Repeat only the lines below from the one containing "Give the pixel-accurate" through the one containing "positive clicks: (339, 267)", inclusive, exactly as written.

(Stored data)
● ● ● ●

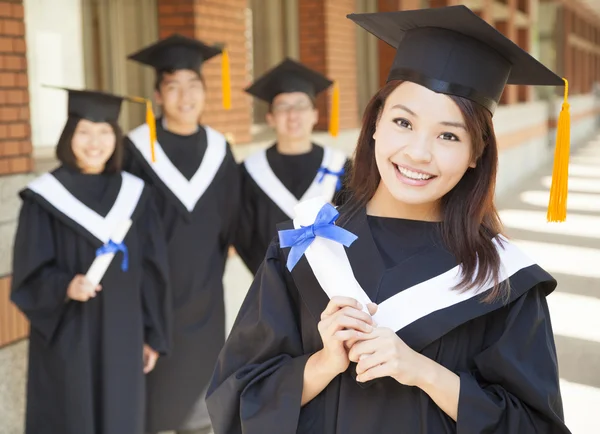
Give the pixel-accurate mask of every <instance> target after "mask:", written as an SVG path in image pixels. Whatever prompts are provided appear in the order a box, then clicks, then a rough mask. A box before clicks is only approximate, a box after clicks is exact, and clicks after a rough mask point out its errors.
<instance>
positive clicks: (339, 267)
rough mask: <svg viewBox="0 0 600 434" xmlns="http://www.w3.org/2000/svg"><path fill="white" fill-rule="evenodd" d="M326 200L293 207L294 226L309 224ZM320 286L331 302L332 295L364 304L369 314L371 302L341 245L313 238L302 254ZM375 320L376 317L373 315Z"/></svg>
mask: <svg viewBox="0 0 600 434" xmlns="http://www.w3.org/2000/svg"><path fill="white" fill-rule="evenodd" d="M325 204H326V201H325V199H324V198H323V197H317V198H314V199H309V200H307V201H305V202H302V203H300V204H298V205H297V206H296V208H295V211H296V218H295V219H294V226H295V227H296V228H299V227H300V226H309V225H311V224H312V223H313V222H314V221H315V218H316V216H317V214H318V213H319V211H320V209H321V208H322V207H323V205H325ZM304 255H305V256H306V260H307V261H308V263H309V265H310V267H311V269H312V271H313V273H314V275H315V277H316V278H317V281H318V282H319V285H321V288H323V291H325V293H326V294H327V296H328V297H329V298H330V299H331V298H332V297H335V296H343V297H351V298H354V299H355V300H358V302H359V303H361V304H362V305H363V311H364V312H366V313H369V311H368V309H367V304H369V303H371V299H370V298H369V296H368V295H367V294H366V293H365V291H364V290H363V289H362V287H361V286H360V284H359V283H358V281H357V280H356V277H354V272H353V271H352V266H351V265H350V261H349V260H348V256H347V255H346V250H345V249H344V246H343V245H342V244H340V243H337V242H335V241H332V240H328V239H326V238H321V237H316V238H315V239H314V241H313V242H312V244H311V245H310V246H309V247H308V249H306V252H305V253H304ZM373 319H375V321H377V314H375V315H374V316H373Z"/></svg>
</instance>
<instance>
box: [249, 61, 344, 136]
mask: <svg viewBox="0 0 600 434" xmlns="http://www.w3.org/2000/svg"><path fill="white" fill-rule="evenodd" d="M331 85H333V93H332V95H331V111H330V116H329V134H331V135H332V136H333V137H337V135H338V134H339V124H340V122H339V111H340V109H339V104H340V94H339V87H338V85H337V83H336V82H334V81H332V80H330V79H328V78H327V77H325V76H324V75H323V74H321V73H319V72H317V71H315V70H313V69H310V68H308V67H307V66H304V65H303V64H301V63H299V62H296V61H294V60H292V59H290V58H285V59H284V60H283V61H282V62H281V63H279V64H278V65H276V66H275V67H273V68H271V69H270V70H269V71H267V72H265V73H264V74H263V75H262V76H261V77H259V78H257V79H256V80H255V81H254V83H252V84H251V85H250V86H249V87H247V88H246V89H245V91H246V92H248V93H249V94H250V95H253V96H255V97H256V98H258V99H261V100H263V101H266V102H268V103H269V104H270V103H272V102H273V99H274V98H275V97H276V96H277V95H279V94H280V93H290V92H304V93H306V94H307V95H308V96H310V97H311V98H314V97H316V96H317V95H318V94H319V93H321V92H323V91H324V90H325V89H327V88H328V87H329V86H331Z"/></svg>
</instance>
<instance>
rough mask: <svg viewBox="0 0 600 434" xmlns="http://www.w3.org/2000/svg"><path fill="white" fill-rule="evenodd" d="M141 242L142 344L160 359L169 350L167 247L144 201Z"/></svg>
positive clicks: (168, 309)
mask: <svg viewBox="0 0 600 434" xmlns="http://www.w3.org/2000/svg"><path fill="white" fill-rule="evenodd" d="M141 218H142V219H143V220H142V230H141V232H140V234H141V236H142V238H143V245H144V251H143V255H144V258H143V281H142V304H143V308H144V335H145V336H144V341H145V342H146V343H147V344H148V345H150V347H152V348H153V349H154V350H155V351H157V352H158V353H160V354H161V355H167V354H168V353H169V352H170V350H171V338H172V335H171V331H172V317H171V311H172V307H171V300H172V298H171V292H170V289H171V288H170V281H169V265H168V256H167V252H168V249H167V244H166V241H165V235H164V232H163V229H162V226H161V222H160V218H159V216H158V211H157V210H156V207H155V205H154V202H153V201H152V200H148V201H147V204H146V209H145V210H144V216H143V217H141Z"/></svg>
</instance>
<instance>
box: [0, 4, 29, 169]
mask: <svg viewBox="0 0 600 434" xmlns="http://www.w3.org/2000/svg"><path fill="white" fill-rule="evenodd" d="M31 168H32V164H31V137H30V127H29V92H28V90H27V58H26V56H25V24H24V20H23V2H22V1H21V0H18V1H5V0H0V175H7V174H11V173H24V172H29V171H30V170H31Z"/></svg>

● ● ● ●

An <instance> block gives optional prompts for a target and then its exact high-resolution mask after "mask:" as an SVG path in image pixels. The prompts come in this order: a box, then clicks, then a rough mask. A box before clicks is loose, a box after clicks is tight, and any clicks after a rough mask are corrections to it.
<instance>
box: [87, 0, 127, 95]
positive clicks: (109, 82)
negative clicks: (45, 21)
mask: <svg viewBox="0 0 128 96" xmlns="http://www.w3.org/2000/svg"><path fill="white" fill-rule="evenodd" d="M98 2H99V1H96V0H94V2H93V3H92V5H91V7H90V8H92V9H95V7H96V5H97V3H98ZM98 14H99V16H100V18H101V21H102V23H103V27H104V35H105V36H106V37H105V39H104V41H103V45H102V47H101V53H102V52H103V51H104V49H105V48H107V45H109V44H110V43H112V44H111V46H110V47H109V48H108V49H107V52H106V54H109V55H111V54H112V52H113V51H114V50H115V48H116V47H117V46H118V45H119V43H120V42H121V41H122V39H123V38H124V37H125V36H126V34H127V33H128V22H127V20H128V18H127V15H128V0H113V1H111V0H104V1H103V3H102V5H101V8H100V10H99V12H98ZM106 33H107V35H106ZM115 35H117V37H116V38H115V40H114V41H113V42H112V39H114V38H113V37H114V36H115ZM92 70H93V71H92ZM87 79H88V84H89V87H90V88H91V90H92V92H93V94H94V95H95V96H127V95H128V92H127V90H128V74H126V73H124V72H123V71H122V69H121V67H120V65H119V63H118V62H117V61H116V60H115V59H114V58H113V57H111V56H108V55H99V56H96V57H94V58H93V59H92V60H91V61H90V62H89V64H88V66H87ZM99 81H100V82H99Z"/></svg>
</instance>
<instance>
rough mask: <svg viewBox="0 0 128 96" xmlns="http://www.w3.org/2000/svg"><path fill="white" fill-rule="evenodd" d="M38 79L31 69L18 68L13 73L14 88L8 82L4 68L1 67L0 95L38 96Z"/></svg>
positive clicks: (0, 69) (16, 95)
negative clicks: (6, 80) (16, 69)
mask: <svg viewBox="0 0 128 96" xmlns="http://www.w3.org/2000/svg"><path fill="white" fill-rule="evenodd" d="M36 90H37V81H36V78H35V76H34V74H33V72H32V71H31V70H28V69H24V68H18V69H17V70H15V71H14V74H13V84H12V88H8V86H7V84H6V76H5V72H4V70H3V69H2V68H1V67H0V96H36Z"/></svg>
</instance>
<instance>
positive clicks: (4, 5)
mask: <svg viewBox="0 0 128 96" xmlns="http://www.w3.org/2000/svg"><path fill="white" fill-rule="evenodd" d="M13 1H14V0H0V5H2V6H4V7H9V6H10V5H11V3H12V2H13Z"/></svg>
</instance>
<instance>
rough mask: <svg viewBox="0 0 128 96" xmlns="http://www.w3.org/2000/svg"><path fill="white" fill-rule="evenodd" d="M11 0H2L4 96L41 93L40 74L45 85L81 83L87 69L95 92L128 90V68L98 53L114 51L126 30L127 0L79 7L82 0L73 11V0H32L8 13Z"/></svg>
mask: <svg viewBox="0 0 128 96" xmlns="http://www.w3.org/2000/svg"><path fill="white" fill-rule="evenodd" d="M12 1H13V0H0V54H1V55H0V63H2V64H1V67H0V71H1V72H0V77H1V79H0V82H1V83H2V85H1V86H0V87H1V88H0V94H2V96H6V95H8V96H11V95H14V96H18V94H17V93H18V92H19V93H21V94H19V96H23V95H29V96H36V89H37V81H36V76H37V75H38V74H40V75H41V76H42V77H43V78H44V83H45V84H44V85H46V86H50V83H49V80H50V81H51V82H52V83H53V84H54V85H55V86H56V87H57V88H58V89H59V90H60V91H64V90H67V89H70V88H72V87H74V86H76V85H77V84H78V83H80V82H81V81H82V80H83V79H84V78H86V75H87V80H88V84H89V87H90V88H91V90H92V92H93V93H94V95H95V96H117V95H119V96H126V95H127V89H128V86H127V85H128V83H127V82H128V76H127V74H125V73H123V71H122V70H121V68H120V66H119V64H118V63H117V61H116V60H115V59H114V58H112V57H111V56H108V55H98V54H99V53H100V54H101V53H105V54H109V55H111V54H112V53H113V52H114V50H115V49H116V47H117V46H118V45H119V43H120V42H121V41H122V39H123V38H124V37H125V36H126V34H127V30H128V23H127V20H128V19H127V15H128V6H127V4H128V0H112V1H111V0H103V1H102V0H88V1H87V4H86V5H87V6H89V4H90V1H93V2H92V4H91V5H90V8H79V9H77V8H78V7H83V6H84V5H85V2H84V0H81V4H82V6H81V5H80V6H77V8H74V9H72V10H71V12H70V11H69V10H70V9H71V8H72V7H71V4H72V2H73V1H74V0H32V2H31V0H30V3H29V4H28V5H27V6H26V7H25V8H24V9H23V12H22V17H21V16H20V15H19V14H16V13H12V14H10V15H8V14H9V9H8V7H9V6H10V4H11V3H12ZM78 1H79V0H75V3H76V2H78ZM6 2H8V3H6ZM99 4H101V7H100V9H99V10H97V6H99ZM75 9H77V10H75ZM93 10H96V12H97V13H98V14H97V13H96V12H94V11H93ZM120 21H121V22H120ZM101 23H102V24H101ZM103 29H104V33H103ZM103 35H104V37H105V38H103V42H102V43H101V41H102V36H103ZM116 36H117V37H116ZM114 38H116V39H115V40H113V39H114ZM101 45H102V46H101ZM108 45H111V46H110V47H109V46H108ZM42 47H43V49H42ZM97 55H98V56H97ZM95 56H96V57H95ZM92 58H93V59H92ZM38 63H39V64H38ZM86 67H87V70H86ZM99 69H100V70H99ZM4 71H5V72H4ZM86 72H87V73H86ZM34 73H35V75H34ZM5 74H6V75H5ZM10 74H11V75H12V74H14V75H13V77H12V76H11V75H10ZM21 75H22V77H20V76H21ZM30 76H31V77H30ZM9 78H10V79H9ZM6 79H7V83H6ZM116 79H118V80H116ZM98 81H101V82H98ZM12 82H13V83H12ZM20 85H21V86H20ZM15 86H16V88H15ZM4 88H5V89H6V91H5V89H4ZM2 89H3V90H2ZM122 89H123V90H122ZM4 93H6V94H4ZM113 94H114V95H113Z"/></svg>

● ● ● ●

→ **SOLUTION TO THIS PROBLEM**:
Give the pixel-accurate mask of every <instance> target after "mask:", written as an SVG path in image pixels. Whatever prompts are provided appear in the order a box, then clicks, then a rough mask. A box before clicks is only approximate, a box after clicks is exact, and clicks after a rough mask point out its errors.
<instance>
positive clicks: (339, 267)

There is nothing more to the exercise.